EXERCISE DESCRIPTION:
Repeat every line of the listing below word for word, but leave the pictures out of your answer.

(Records excerpted from a collection)
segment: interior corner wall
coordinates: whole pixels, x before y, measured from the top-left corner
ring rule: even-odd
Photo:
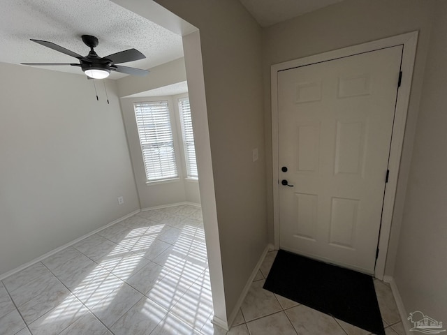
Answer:
[[[393,275],[406,180],[416,126],[433,3],[425,0],[345,0],[263,31],[267,180],[272,180],[270,67],[272,64],[419,31],[411,95],[401,158],[386,274]],[[268,185],[270,239],[273,241],[273,191]]]
[[[200,31],[228,316],[267,246],[261,29],[237,0],[156,2]]]
[[[117,80],[119,96],[123,98],[186,80],[183,57],[154,66],[149,70],[149,74],[144,77],[128,75]]]
[[[140,206],[114,81],[0,73],[1,275]]]
[[[394,278],[407,313],[420,311],[446,325],[447,2],[433,2],[435,14]]]

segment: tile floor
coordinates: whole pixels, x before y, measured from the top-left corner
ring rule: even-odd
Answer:
[[[228,335],[367,335],[262,288],[269,253]],[[404,335],[376,281],[386,335]],[[0,282],[1,335],[224,335],[213,325],[201,210],[143,211]]]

REPLY TO THE EXERCISE:
segment: interior corner wall
coordinates: whole pixels, x before y, measured from the top-left corner
ring rule: even-odd
Photo:
Answer:
[[[393,275],[406,180],[416,126],[433,3],[425,0],[345,0],[263,31],[267,180],[272,180],[270,67],[272,64],[419,31],[411,95],[401,158],[386,274]],[[268,185],[270,239],[273,241],[273,191]]]
[[[200,31],[228,316],[267,246],[261,29],[237,0],[156,2]]]
[[[117,80],[119,96],[123,98],[186,80],[183,57],[154,66],[149,70],[149,74],[144,77],[128,75]]]
[[[140,206],[114,81],[0,73],[1,275]]]
[[[394,278],[407,313],[420,311],[446,325],[447,2],[433,2],[435,14]]]

segment: tile floor
coordinates: whole pixels, x before y, measured from the top-left corner
ring rule: even-odd
Answer:
[[[228,335],[367,335],[262,288],[269,253]],[[404,335],[376,281],[386,335]],[[0,282],[1,335],[224,335],[213,325],[201,210],[143,211]]]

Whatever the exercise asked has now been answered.